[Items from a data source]
● ● ●

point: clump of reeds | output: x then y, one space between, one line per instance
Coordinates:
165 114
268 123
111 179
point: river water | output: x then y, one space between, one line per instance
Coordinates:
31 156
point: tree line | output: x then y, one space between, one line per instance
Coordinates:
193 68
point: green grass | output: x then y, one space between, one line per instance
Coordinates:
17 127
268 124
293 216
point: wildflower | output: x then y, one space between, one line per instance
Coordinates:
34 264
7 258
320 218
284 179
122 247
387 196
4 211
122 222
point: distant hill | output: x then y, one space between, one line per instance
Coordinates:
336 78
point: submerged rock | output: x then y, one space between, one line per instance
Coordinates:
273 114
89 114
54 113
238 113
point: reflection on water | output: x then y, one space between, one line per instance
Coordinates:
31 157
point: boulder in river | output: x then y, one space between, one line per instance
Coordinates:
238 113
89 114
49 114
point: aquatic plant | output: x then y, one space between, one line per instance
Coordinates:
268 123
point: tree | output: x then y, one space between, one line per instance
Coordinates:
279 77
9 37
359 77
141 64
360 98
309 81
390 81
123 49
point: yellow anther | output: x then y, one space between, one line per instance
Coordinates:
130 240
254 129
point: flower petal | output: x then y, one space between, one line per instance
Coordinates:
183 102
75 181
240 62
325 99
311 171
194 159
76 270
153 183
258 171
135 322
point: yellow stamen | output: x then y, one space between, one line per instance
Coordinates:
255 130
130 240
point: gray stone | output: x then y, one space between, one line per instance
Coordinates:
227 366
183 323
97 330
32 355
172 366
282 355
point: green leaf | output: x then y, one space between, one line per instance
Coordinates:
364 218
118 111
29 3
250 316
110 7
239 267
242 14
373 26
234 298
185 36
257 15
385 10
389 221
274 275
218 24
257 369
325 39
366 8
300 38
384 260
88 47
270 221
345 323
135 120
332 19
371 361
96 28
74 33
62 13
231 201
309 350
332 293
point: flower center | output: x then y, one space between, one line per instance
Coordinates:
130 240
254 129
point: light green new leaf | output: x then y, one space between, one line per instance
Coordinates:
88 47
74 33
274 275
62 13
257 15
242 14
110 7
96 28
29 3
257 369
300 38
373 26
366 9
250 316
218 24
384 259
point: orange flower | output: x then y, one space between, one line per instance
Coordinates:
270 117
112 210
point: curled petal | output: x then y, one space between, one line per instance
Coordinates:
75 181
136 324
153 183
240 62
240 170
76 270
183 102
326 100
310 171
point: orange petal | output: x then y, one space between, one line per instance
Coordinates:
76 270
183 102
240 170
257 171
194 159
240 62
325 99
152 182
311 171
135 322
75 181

● ● ●

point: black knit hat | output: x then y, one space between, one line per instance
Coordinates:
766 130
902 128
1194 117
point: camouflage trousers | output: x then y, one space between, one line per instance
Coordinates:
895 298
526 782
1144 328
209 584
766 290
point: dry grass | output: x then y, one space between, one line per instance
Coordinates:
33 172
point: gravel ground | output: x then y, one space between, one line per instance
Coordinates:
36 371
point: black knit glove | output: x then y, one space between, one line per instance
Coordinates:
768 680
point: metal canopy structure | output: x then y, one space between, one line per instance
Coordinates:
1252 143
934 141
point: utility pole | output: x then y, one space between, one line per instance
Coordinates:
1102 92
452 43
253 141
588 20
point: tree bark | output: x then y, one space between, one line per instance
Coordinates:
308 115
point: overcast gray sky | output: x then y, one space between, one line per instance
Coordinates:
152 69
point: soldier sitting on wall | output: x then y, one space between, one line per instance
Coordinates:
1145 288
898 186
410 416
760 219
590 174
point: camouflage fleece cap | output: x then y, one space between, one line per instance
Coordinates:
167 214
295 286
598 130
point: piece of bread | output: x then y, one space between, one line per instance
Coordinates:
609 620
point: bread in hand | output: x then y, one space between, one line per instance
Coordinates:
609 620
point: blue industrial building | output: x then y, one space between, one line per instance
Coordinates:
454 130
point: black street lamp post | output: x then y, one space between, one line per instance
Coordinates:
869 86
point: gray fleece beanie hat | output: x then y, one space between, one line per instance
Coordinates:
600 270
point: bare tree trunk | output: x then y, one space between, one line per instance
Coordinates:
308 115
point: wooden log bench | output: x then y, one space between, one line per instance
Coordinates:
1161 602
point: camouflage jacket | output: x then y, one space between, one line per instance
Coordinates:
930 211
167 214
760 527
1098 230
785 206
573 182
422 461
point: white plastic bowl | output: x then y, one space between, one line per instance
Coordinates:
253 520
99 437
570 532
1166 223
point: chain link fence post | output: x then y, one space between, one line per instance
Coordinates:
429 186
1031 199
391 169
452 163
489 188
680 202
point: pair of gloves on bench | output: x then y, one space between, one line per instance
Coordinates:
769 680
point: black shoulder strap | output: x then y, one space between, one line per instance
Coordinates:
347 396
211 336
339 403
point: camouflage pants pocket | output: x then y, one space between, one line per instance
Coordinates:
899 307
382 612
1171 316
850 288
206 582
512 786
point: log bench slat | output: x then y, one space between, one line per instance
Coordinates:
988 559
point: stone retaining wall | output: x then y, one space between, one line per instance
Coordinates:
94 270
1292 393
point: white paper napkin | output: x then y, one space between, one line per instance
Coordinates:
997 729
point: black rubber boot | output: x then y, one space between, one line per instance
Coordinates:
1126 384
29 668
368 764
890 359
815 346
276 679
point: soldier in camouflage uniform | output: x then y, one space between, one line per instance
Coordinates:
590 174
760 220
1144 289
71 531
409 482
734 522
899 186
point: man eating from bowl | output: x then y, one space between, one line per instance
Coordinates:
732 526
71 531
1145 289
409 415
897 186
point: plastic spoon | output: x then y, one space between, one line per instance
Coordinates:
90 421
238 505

● ● ●

● **Assignment**
Find every line in the records that contains the word "post"; copy those lines.

● **Task response**
point: black street lamp post | output: x then y, one space between, one line per instance
point: chain link fence post | output: x then y, one space between, one line per instance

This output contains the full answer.